[Stored items]

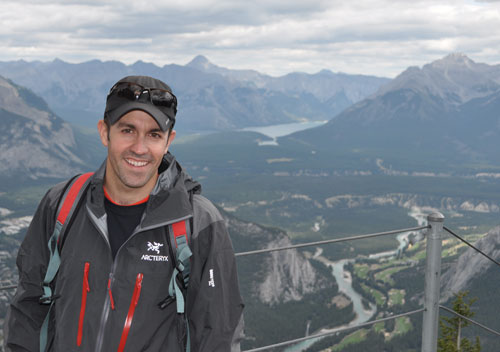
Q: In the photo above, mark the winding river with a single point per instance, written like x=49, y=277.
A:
x=344, y=281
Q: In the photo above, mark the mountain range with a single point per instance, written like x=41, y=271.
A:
x=446, y=110
x=210, y=98
x=35, y=142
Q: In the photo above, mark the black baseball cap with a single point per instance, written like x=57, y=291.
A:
x=143, y=93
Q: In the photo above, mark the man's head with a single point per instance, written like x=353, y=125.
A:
x=143, y=93
x=137, y=130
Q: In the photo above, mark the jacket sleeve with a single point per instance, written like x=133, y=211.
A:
x=25, y=314
x=214, y=304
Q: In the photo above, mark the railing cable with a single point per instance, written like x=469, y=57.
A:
x=334, y=331
x=470, y=320
x=471, y=245
x=359, y=237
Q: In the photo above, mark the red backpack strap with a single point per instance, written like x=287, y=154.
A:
x=71, y=197
x=67, y=205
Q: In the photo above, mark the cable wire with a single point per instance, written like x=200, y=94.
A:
x=334, y=331
x=470, y=320
x=360, y=237
x=9, y=287
x=471, y=245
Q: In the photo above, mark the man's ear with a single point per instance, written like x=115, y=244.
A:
x=102, y=127
x=171, y=137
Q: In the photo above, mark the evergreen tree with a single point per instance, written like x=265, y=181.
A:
x=451, y=339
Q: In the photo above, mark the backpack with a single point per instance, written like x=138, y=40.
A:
x=179, y=234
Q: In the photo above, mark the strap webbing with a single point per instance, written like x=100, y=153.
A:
x=65, y=211
x=180, y=233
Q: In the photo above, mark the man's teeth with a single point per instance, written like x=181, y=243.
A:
x=136, y=163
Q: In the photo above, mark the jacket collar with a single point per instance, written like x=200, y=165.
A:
x=169, y=199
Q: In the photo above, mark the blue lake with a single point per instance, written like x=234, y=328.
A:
x=275, y=131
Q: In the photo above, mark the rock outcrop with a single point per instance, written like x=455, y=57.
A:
x=471, y=264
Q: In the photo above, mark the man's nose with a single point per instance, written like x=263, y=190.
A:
x=139, y=146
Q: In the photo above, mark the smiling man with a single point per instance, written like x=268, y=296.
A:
x=144, y=262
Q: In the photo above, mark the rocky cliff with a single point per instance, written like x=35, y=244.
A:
x=471, y=264
x=277, y=277
x=35, y=142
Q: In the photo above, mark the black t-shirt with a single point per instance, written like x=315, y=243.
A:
x=122, y=221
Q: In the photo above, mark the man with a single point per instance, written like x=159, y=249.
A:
x=111, y=292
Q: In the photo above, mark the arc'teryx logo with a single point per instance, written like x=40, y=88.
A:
x=211, y=282
x=155, y=247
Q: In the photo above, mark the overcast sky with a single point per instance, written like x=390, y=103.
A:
x=376, y=37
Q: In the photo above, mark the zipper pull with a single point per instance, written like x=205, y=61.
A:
x=109, y=291
x=86, y=277
x=138, y=286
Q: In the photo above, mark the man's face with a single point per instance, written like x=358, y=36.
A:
x=136, y=146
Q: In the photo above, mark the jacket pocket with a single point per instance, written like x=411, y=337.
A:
x=85, y=290
x=131, y=310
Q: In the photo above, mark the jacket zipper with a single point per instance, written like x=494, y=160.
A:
x=131, y=310
x=85, y=290
x=102, y=229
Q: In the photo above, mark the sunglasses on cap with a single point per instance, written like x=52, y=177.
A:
x=125, y=92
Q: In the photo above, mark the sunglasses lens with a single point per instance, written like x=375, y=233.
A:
x=125, y=92
x=162, y=98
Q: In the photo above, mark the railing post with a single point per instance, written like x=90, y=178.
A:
x=432, y=282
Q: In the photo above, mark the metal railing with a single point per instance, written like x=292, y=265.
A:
x=432, y=284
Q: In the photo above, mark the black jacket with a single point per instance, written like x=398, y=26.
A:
x=96, y=294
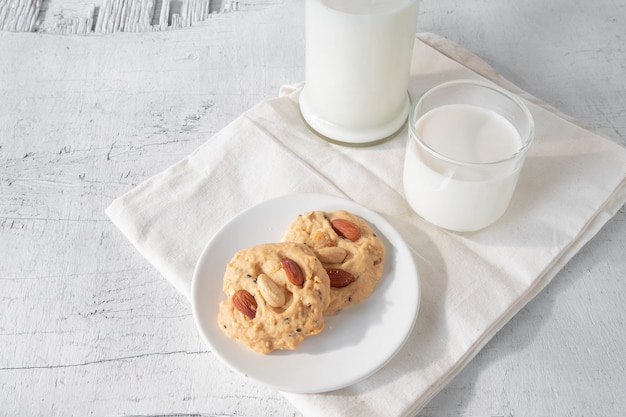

[Task to complete]: Print each record exactly as it stands, skipping the pictures.

[Exercise answer]:
Q: In the photo above, mark the winding river with a single point per instance, written like x=49, y=277.
A:
x=344, y=281
Q: In the photo above, mark the mountain range with a single point per instance, written like x=41, y=271.
A:
x=446, y=110
x=210, y=98
x=35, y=142
Q: In the photo above, mark the black baseball cap with a single point per instance, written like x=57, y=291.
A:
x=143, y=93
Q: In the photo above, mark the man's head with a single point per instance, written like x=353, y=125.
A:
x=143, y=93
x=137, y=130
Q: In the photo above, mark the jacket sleeve with a single point per instance, written like x=133, y=211.
A:
x=25, y=314
x=214, y=304
Q: In the photo above, mark the railing cable with a single point per instance, written like x=469, y=57.
A:
x=334, y=331
x=470, y=320
x=471, y=245
x=359, y=237
Q: In the photo above, mark the red backpack strap with a single point per instance, written like x=287, y=154.
A:
x=71, y=197
x=67, y=205
Q: In the photo above, mark the cable wire with a single point per instance, written like x=200, y=94.
A:
x=334, y=331
x=470, y=320
x=360, y=237
x=9, y=287
x=471, y=245
Q: In the photo above, mark the man's ear with a single point per instance, written like x=115, y=244.
A:
x=102, y=127
x=171, y=137
Q: In the photo above, mark the evergreen tree with a single point per instance, written like x=265, y=181.
A:
x=451, y=339
Q: In the photo above, mark the backpack with a single point per instance, written like x=138, y=40.
A:
x=179, y=234
Q: In the photo above, mark the strap webbing with a single point per instance, written like x=100, y=153.
A:
x=65, y=211
x=180, y=233
Q: In the photo above, mark the man's teeth with a single point per instance, written like x=181, y=243.
A:
x=136, y=163
Q: In the photo above, mark the jacket collar with a single point per instance, written like x=200, y=165.
A:
x=169, y=199
Q: In the photo above, mark the blue lake with a single point per instance, written like x=234, y=328.
A:
x=275, y=131
Q: In the photo above, mark the rock outcrop with a single point per instance, written like x=455, y=57.
A:
x=471, y=264
Q: In the photo above, mark the man's nose with a single point per instance, written like x=263, y=190.
A:
x=139, y=146
Q: In the photo above, mark the smiling man with a single point per instance, written like x=268, y=296.
A:
x=144, y=262
Q: In the photo above, mark the rocky cliff with a single point per instance, written like x=35, y=244.
A:
x=471, y=264
x=277, y=277
x=35, y=142
Q: In the photo above, mark the black t-shirt with a single point per instance, written like x=315, y=243.
A:
x=122, y=221
Q: In the photo above, mark the man with a single point per instance, written like x=159, y=249.
A:
x=111, y=292
Q: In the photo above, mark the arc'teryx logo with a single point per instance, written like x=40, y=88.
A:
x=211, y=282
x=155, y=247
Q: In the photo above, mark the overcast sky with a single point per instance, written like x=390, y=103.
A:
x=376, y=37
Q: In the photo above, mark the zipper pull with a single point per instance, written like x=205, y=61.
A:
x=109, y=291
x=86, y=277
x=138, y=286
Q: In the photo above, mark the man's face with a single point per instance, written like x=358, y=36.
A:
x=136, y=146
Q: In the photo above, mark the jacket pocket with a single point per instance, written like x=411, y=337.
A:
x=85, y=290
x=131, y=310
Q: In the photo above, mark the jacket zipper with a single point per instance, written like x=494, y=160.
A:
x=131, y=310
x=85, y=290
x=102, y=229
Q: In the photo above, mark the sunglasses on cap with a single point per instance, written like x=52, y=177.
A:
x=125, y=92
Q: In the photo above, mark the sunglasses lens with a single point per instance, written like x=375, y=233.
A:
x=125, y=92
x=162, y=98
Q: In the photo above, mark the railing post with a single point per instance, written like x=90, y=178.
A:
x=432, y=282
Q: In the photo above, mark the metal railing with a single point per instance, written like x=292, y=265.
A:
x=432, y=284
Q: In the photo above, mark the black jacket with a single point per instance, written like x=398, y=26.
A:
x=96, y=294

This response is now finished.